== Listed entries ==

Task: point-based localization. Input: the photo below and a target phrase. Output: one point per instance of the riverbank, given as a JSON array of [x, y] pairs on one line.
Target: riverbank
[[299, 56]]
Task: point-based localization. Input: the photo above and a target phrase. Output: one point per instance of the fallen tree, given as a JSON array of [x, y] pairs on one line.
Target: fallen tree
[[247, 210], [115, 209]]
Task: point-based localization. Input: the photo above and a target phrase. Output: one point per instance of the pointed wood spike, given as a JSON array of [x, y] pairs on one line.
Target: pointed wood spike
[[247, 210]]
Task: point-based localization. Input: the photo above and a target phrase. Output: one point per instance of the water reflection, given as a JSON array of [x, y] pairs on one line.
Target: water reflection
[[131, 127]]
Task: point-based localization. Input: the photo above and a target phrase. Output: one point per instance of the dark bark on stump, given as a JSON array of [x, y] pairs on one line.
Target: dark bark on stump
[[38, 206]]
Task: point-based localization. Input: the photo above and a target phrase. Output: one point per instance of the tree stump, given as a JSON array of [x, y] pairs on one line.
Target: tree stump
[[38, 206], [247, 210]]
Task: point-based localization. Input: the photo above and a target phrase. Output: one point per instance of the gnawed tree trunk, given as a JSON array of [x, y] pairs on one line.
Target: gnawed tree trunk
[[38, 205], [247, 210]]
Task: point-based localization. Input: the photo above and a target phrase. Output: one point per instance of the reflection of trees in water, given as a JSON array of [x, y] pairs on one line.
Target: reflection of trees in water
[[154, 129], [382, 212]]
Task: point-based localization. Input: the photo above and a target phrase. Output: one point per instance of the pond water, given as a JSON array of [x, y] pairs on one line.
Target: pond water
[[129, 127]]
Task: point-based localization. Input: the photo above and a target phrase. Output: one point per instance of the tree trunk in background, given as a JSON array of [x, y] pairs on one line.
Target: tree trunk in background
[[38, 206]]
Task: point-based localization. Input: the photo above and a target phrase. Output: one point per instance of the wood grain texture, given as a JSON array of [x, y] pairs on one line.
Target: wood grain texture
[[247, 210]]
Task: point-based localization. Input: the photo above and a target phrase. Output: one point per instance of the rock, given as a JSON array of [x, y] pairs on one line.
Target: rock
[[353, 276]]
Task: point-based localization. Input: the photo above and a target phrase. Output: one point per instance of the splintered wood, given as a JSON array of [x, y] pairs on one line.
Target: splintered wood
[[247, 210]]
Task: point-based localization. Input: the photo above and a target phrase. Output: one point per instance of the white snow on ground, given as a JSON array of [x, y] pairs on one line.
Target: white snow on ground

===

### To do
Reproduce everything from the line containing "of the white" down through the end of the entries, keeping every word and character unchanged.

### Response
Task: point-based localization. Input: the photo above and a target phrase. Output: one point per instance of the white snow on ground, given as a JSON array of [x, y] pairs on one line.
Target: white snow on ground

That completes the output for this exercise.